# Liberalism in the 20th Century



## C. Matthew McMahon (Aug 7, 2005)

How do you think Liberalism crept into the church in the 20th century?

Why did the church allow it in?


----------



## Peter (Aug 7, 2005)

> _Originally posted by webmaster_
> How do you think Liberalism crept into the church in the 20th century?
> 
> Why did the church allow it in?



From the liberalism of the 19th century.:bigsmile:


----------



## RamistThomist (Aug 7, 2005)

Reaping the fruits of the Enlightenment.


----------



## Puritanhead (Aug 7, 2005)

> _Originally posted by Peter_
> 
> 
> > _Originally posted by webmaster_
> ...



From the liberalism of the 18th century.:bigsmile:


----------



## Puritanhead (Aug 7, 2005)

> _Originally posted by webmaster_
> How do you think Liberalism crept into the church in the 20th century?
> 
> Why did the church allow it in?



I never really pondered it... but hasn't it always been that way -- that is the leaven of unsound doctrine creeps in and takes root... look at the medieval church and the superstititions before the Reformation.

One must doubly ponder how _liberalism and tolerance of the world_ has altered the ostensibly conservative and orthodox churches even today. Many can call themselves conservatives by the standards of the liberal fringes of Christendom, but how have most churches changed in worldview, doctrine, practice, worship and preaching? 

The roots of liberalism are much deeper than the 20th century--- I always found it ironic that supposed stalwarts of orthodoxy like J. Gresham Machen who criticized liberalism in church, himself believed in theistic evolution... I like Machen by the way. Every old Presbyterian knows about the Westminster and Princeton split as well.

◆ Recorded information
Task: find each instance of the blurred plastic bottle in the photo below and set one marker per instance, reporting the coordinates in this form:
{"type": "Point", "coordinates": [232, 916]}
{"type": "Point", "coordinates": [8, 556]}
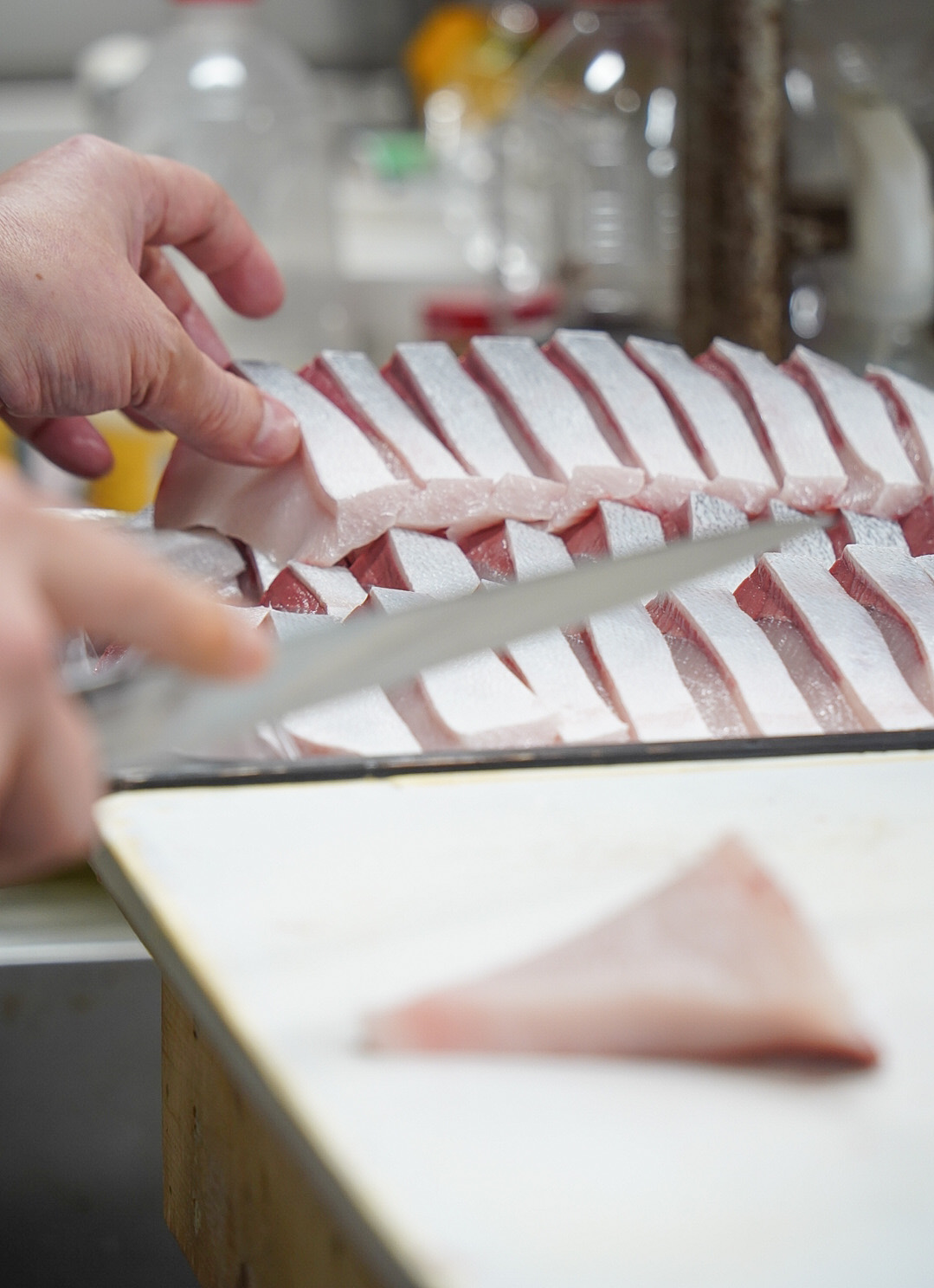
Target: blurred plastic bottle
{"type": "Point", "coordinates": [222, 93]}
{"type": "Point", "coordinates": [593, 164]}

◆ Exercise requirements
A - In the forum thread, what belief does Puritanhead attribute to J. Gresham Machen?
B - Echo every line of the entries word for word, omitting the pictures.
The forum thread and the entries are unrelated material.

◆ Solutions to the problems
A - Theistic evolution.

B -
Task: find each instance of the blurred plastic bottle in the photo below and set one marker per instance, reporting the coordinates in this form:
{"type": "Point", "coordinates": [232, 916]}
{"type": "Point", "coordinates": [8, 556]}
Target: blurred plastic bottle
{"type": "Point", "coordinates": [222, 93]}
{"type": "Point", "coordinates": [593, 164]}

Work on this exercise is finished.